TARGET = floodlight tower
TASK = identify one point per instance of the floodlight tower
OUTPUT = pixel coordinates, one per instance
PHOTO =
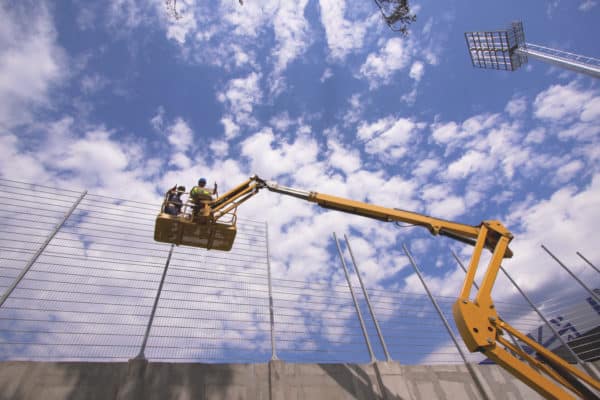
(507, 50)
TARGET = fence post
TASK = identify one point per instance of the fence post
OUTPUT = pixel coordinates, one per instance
(560, 338)
(271, 308)
(39, 252)
(583, 285)
(588, 262)
(446, 324)
(362, 285)
(356, 306)
(141, 355)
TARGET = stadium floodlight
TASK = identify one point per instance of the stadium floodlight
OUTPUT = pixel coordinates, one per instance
(507, 50)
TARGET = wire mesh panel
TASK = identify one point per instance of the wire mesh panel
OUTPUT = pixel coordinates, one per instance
(89, 294)
(29, 214)
(214, 305)
(316, 322)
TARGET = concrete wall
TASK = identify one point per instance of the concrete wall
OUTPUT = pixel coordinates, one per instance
(271, 381)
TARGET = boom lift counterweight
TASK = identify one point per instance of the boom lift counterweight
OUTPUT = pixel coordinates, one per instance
(476, 319)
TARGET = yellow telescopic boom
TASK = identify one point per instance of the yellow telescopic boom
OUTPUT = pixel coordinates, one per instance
(477, 320)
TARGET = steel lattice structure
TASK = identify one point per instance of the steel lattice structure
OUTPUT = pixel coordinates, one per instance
(507, 50)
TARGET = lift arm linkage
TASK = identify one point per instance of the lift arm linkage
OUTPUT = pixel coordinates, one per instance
(477, 320)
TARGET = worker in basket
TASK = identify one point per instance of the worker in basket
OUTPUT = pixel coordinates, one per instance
(200, 196)
(174, 202)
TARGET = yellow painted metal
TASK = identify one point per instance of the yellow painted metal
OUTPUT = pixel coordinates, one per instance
(473, 264)
(482, 329)
(547, 354)
(185, 231)
(434, 225)
(478, 322)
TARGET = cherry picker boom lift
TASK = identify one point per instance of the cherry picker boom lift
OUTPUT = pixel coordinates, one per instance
(482, 329)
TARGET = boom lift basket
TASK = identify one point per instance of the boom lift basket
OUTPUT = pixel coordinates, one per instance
(196, 231)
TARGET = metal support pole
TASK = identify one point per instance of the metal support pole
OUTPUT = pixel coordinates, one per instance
(141, 354)
(588, 262)
(446, 324)
(362, 285)
(515, 342)
(532, 51)
(539, 313)
(583, 285)
(360, 319)
(271, 310)
(41, 249)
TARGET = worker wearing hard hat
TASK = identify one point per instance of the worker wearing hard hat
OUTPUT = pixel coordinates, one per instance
(200, 194)
(174, 202)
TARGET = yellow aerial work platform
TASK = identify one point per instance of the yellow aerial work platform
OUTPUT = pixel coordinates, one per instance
(195, 229)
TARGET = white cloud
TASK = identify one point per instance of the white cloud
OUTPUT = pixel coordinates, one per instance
(378, 68)
(536, 136)
(426, 167)
(417, 70)
(587, 5)
(591, 110)
(565, 222)
(157, 121)
(231, 128)
(185, 26)
(567, 171)
(291, 32)
(271, 157)
(219, 147)
(31, 61)
(180, 135)
(343, 36)
(388, 137)
(326, 75)
(517, 106)
(343, 158)
(563, 103)
(241, 95)
(93, 83)
(469, 163)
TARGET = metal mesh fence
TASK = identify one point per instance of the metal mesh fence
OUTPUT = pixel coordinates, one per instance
(89, 295)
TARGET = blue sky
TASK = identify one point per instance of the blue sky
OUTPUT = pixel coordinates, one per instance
(121, 99)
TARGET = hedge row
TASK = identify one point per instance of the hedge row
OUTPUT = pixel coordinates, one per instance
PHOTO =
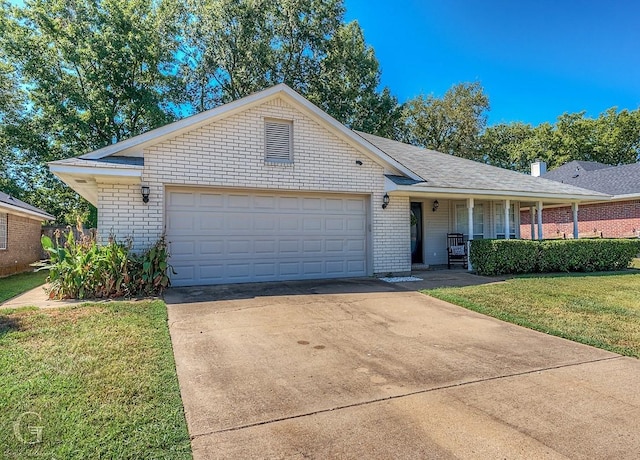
-----
■ What is needed
Convert every line of the rows above into a numbered list, omitting blank lines and excluding the pictures.

■ Answer to the exercise
1. TARGET = floodlight tower
2. TASK = identify one point per instance of the floodlight tower
3. OUTPUT = pixel coordinates, one per instance
4. PHOTO =
5. (507, 50)
6. TARGET = fence post
7. TASK = identify one point per instance of the fence post
8. OUTPUT = pixel coordinates, one per instance
9. (560, 338)
10. (271, 308)
11. (39, 252)
12. (583, 285)
13. (588, 262)
14. (446, 324)
15. (362, 285)
16. (356, 306)
17. (141, 355)
18. TARGET = stadium floodlight
19. TASK = identify one point per instance of the stadium floodlight
20. OUTPUT = pixel coordinates, one per instance
21. (507, 50)
22. TARGET = wire mesh panel
23. TASK = identify one point per instance of the wire mesh panel
24. OUTPUT = pixel coordinates, one per instance
25. (89, 294)
26. (29, 214)
27. (214, 305)
28. (316, 322)
29. TARGET = concrete wall
30. TASK = identify one point per instance of the concrete wall
31. OUTPUT = pixel coordinates, one per instance
32. (271, 381)
33. TARGET = boom lift counterweight
34. TASK = identify one point per instance of the boom lift counterweight
35. OUTPUT = pixel coordinates, one per instance
36. (476, 319)
37. TARGET = yellow telescopic boom
38. TASK = identify one point per instance of the yellow telescopic boom
39. OUTPUT = pixel coordinates, one per instance
40. (477, 320)
41. TARGET = steel lattice structure
42. TASK = identify one point per instance of the steel lattice structure
43. OUTPUT = pixel coordinates, one per instance
44. (507, 50)
45. TARGET = lift arm linkage
46. TASK = identify one point per instance of the lift arm linkage
47. OUTPUT = pixel coordinates, one per instance
48. (477, 320)
49. TARGET = worker in basket
50. TASK = identify one point per instance of the worker in basket
51. OUTPUT = pixel coordinates, one per instance
52. (200, 196)
53. (174, 202)
54. TARGET = yellow painted metal
55. TASK = identify one point per instance of the yellow painted metal
56. OUTPUT = pixel coordinates, one per instance
57. (473, 264)
58. (482, 329)
59. (547, 354)
60. (185, 231)
61. (434, 225)
62. (478, 322)
63. TARGET = cherry picker boom lift
64. TASK = identify one point per instance of the cherry picker boom lift
65. OUTPUT = pixel coordinates, one per instance
66. (482, 329)
67. TARGET = boom lift basket
68. TASK = identify one point per instance of the boom lift basket
69. OUTPUT = pixel coordinates, one per instance
70. (196, 231)
71. TARGET = metal support pole
72. TASK = identify one point per instance of the metal support pole
73. OUTPUT = pixel coordinates, one per instance
74. (141, 354)
75. (588, 262)
76. (446, 324)
77. (362, 285)
78. (515, 342)
79. (532, 51)
80. (539, 313)
81. (583, 285)
82. (360, 319)
83. (271, 310)
84. (41, 249)
85. TARGET = worker wearing hard hat
86. TASK = identify one point per instance of the worker wearing hard hat
87. OUTPUT = pixel coordinates, one per instance
88. (200, 194)
89. (174, 202)
90. TARGET = yellow aerial work platform
91. TASK = identify one point per instance of the yellow aerial work platform
92. OUTPUT = pixel coordinates, one per instance
93. (195, 229)
94. TARGET = white cloud
95. TASK = identify one point per instance of the white cloud
96. OUTPUT = pixel coordinates, one per instance
97. (378, 68)
98. (536, 136)
99. (426, 167)
100. (417, 70)
101. (587, 5)
102. (591, 110)
103. (565, 222)
104. (157, 121)
105. (231, 128)
106. (185, 26)
107. (567, 171)
108. (291, 32)
109. (271, 157)
110. (219, 147)
111. (31, 61)
112. (180, 135)
113. (343, 36)
114. (388, 137)
115. (326, 75)
116. (517, 106)
117. (343, 158)
118. (563, 103)
119. (241, 95)
120. (93, 83)
121. (469, 163)
122. TARGET = metal mesh fence
123. TASK = identify one point per instance of the metal mesh fence
124. OUTPUT = pixel coordinates, one per instance
125. (89, 295)
126. TARGET = blue sky
127. TASK = identify one point per instance of the blue sky
128. OUTPUT = pixel coordinates, one per instance
129. (121, 99)
130. TARGET = hedge row
131. TASK = identify one point per instance of the hedge row
132. OUTPUT = pixel coordinates, one per instance
133. PHOTO =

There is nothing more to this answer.